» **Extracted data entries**
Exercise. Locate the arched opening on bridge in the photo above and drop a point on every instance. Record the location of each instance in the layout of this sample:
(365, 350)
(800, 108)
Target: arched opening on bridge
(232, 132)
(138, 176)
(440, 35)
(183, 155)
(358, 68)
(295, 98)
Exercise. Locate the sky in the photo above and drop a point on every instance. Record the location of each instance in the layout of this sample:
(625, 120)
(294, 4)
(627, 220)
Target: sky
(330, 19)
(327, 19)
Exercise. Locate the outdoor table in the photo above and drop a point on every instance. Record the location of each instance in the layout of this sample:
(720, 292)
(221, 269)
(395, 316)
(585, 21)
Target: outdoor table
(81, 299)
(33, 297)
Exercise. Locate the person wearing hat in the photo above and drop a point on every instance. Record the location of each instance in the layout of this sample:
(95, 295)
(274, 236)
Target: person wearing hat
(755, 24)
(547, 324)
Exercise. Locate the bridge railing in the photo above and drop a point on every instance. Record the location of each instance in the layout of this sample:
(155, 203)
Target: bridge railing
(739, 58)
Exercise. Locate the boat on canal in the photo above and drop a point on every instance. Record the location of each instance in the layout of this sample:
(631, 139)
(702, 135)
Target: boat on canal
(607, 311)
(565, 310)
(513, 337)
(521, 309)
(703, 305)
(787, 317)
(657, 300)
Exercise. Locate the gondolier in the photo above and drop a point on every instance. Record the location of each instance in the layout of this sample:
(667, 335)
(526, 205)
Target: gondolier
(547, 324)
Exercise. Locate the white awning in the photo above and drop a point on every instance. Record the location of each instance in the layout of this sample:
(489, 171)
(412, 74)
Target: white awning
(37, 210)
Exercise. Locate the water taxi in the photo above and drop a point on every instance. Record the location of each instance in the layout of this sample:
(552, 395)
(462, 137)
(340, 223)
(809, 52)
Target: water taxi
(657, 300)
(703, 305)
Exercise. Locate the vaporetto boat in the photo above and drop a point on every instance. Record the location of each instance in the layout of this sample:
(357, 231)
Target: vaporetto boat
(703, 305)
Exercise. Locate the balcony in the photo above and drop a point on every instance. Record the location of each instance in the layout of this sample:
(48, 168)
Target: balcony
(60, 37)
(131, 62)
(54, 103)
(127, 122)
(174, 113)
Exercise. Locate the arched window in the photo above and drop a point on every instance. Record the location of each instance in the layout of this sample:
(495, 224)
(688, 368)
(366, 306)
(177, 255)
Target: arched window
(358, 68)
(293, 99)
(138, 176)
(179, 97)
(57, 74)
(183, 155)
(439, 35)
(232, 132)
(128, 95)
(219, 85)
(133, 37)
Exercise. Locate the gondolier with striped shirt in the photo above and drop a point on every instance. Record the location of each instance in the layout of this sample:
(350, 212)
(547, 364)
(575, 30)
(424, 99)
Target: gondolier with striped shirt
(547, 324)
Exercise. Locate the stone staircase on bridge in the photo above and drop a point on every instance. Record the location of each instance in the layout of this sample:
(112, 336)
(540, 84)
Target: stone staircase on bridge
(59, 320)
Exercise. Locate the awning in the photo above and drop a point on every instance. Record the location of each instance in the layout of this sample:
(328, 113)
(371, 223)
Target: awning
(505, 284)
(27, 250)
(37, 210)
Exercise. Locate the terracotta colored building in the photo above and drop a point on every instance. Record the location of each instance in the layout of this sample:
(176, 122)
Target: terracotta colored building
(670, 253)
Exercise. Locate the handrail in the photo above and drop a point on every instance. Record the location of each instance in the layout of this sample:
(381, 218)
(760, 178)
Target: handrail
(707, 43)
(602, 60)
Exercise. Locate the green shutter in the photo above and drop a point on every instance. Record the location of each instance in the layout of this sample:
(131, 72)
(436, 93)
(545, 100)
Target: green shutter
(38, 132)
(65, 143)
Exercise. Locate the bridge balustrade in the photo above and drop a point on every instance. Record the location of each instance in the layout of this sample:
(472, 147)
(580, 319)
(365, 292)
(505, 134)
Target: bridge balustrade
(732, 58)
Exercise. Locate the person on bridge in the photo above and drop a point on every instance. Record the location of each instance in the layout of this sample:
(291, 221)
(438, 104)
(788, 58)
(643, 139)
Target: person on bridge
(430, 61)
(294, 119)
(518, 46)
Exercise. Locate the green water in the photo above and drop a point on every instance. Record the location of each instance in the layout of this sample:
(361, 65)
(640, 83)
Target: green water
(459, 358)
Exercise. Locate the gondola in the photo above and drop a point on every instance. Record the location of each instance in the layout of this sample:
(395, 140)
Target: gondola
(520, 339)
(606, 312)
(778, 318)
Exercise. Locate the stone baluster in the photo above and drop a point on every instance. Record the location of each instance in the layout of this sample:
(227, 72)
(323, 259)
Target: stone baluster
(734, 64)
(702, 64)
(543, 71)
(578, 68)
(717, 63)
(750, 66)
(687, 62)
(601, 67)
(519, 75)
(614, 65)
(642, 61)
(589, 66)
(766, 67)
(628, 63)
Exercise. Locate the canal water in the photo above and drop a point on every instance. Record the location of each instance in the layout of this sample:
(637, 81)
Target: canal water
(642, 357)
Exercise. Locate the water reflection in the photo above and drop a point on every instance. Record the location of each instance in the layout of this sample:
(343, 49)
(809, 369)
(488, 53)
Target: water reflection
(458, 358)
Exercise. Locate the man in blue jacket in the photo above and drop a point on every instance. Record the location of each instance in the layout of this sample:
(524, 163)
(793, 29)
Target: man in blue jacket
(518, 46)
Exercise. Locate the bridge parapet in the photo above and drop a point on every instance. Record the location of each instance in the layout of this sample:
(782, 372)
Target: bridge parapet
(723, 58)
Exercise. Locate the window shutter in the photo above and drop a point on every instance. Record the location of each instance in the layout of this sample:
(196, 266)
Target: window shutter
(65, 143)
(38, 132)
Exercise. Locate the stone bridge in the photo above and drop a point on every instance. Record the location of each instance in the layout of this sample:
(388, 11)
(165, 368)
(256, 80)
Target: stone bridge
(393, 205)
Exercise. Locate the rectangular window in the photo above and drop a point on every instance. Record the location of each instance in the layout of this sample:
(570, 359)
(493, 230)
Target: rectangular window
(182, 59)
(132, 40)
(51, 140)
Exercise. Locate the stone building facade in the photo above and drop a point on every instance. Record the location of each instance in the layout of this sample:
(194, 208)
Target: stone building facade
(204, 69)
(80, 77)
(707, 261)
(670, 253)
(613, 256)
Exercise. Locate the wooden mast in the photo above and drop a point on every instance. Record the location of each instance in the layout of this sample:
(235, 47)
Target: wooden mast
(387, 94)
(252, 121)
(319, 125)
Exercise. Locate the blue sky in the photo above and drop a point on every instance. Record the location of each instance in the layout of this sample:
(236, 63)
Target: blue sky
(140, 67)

» **Task details**
Reproduce all the data precisely, word for word.

» **Exercise result**
Exercise. Locate the arched opening on bridge in the photo above and drop a point on every instance. Record the location of each instance in the layout of this sample:
(365, 350)
(800, 108)
Target: arched opening on bridge
(232, 132)
(138, 176)
(440, 35)
(183, 155)
(358, 68)
(295, 98)
Exercise. Locate the sky in the photo above and drop a point on every instance. Record the location of each instance in the layout of this sample:
(625, 120)
(294, 4)
(627, 220)
Target: sky
(330, 19)
(327, 19)
Exercise. Locate the outdoor table in the photo above and drop a point on every instance. Record the location of each instance in the layout of this sample:
(720, 292)
(221, 269)
(395, 316)
(585, 21)
Target: outdoor table
(81, 299)
(33, 297)
Exercise. Locate the person wearing hat in the photo above and drop a point on every instance. Record the location of each instance in the layout of this sample:
(95, 295)
(274, 236)
Target: person wearing hat
(755, 24)
(547, 324)
Exercise. Locate the bridge railing in the photo above and drop a point on every instance. Record the location of each instance in the layout of this sample:
(155, 203)
Target: bridge railing
(739, 58)
Exercise. Locate the boat on canal in the photo above and drop a point on every instance. Record the location of each instance in the layout of this sample:
(631, 139)
(702, 135)
Target: boat on canal
(607, 311)
(565, 310)
(513, 337)
(521, 309)
(703, 305)
(787, 317)
(657, 300)
Exercise. Locate the gondolier in the photo above and drop a point on every instance. Record the location of each instance in the layout of this sample:
(667, 335)
(526, 205)
Target: gondolier
(547, 324)
Exercise. Locate the white awning in the photo above and drop a point on every instance. Record the location of each instance in the layout of this sample:
(489, 171)
(412, 74)
Target: white awning
(37, 210)
Exercise. Locate the water taxi in the photo above and drop a point on every instance. Record the location of each instance in the layout of this sample:
(552, 395)
(462, 137)
(340, 223)
(809, 52)
Target: water taxi
(657, 300)
(703, 305)
Exercise. Locate the vaporetto boat in the photo above and drop a point on every instance. Record the location of each instance in the layout of this sample:
(357, 231)
Target: vaporetto boat
(703, 305)
Exercise. Locate the balcony in the photo above and drop a point on every instance. Record the location of each instance in the layout of this sample:
(48, 168)
Target: balcony
(60, 37)
(131, 62)
(54, 103)
(127, 122)
(174, 113)
Exercise. Locate the arched window in the photo above and drop a point on every instance. Record the location of each instance in the layout of this sample:
(495, 224)
(688, 368)
(366, 306)
(177, 255)
Target: arched window
(358, 68)
(293, 99)
(138, 176)
(179, 97)
(57, 74)
(183, 155)
(439, 35)
(232, 132)
(128, 95)
(219, 85)
(133, 37)
Exercise. Locate the gondolier with striped shirt in the photo above and drop a point on every instance. Record the location of each instance in the layout of this sample:
(350, 212)
(547, 364)
(575, 30)
(424, 99)
Target: gondolier with striped shirt
(547, 324)
Exercise. Locate the stone staircase on bridge in the photo above and drop a point on every instance. Record the location of each instance in the layout of this sample:
(112, 336)
(540, 84)
Target: stone staircase on bridge
(59, 320)
Exercise. Locate the awning in the photo above and drop a point on every instance. Record the location of each instance in the layout of this sample:
(328, 113)
(371, 223)
Target: awning
(505, 284)
(27, 250)
(37, 210)
Exercise. Locate the terracotta colored building in the photo above and drop a point on every instance. Record the location of each instance in the layout of this sample:
(176, 122)
Target: terracotta colored building
(670, 253)
Exercise. Locate the handrail in the photo above and drop a point on every instance. Record the location of each instance in the layout of this sample:
(381, 218)
(760, 178)
Target: handrail
(707, 43)
(602, 60)
Exercise. Locate the green shutter in the photo above and drop a point on every instance. Record the location of each instance in the layout of this sample:
(131, 72)
(436, 93)
(545, 100)
Target: green shutter
(38, 132)
(65, 143)
Exercise. Locate the bridge balustrade in the photo above and drop a point on every instance. Record the location of each instance in the layout of this sample:
(472, 147)
(580, 319)
(365, 292)
(505, 134)
Target: bridge balustrade
(732, 58)
Exercise. Locate the person on bridge in the photo above and drop a point on every instance. Record the location of each instance in the layout of this sample:
(291, 221)
(438, 104)
(788, 58)
(643, 139)
Target: person on bridge
(430, 61)
(294, 119)
(518, 46)
Exercise. Locate the green water in the photo above and drop a point on every instance. Record the location of each instance in the layout of this sample:
(361, 65)
(640, 83)
Target: green water
(459, 358)
Exercise. Locate the gondola in the photo above and drop a point on every instance. Record the location of each instance in the layout of this sample:
(395, 140)
Target: gondola
(520, 339)
(606, 312)
(778, 318)
Exercise. Locate the stone baluster in the photo above and drop a point on every instance. Record the location of each instance in the layout of this sample:
(227, 72)
(323, 259)
Target: stone baluster
(734, 64)
(702, 64)
(543, 71)
(578, 68)
(717, 63)
(750, 66)
(687, 62)
(601, 67)
(519, 75)
(614, 65)
(642, 61)
(589, 66)
(766, 67)
(628, 63)
Exercise. Locate the canal water in the photo above and drop a point on every instance. Record the location of each instance in the layout of this sample:
(637, 81)
Target: canal water
(642, 357)
Exercise. Locate the water reflection in the photo above and drop a point on every instance. Record the location of each instance in the layout of this sample:
(343, 49)
(809, 369)
(488, 53)
Target: water reflection
(458, 358)
Exercise. Locate the man in blue jacket in the photo above and drop a point on every instance. Record the location of each instance in the layout of this sample:
(524, 163)
(793, 29)
Target: man in blue jacket
(518, 46)
Exercise. Locate the bridge parapet in the photo above and drop a point on every instance. Record the location of each instance in the layout of this sample:
(782, 372)
Target: bridge parapet
(723, 58)
Exercise. Locate the window shutter in the photo above and drop a point on every instance. Record the location of each instance in the layout of this sample:
(196, 266)
Target: window shutter
(65, 143)
(38, 132)
Exercise. Locate the stone bridge in the photo above and drop a point on every instance. Record the location of each instance in the layout of this sample:
(388, 11)
(165, 368)
(256, 80)
Target: stone bridge
(393, 205)
Exercise. Locate the rectangular window in the photo above and drop a point on every instance. Record the location of each instance in the layout of this sample:
(570, 359)
(493, 230)
Target: rectangular window
(182, 59)
(132, 40)
(51, 140)
Exercise. Locate the stone building facade in the photo above and drop a point on every instance. Record the location of each instance in the layout of this sample:
(194, 208)
Target: stone building facade
(204, 69)
(80, 77)
(707, 261)
(670, 253)
(613, 256)
Exercise. Locate the wooden mast in the photo above and drop a point on every instance. Record the location of each instance in the layout of this sample:
(235, 47)
Target: wooden mast
(387, 94)
(252, 121)
(319, 125)
Exercise. Locate the blue sky in the photo above and drop a point on every instance. Record the location of each instance in the layout of this sample:
(236, 63)
Target: blue sky
(140, 67)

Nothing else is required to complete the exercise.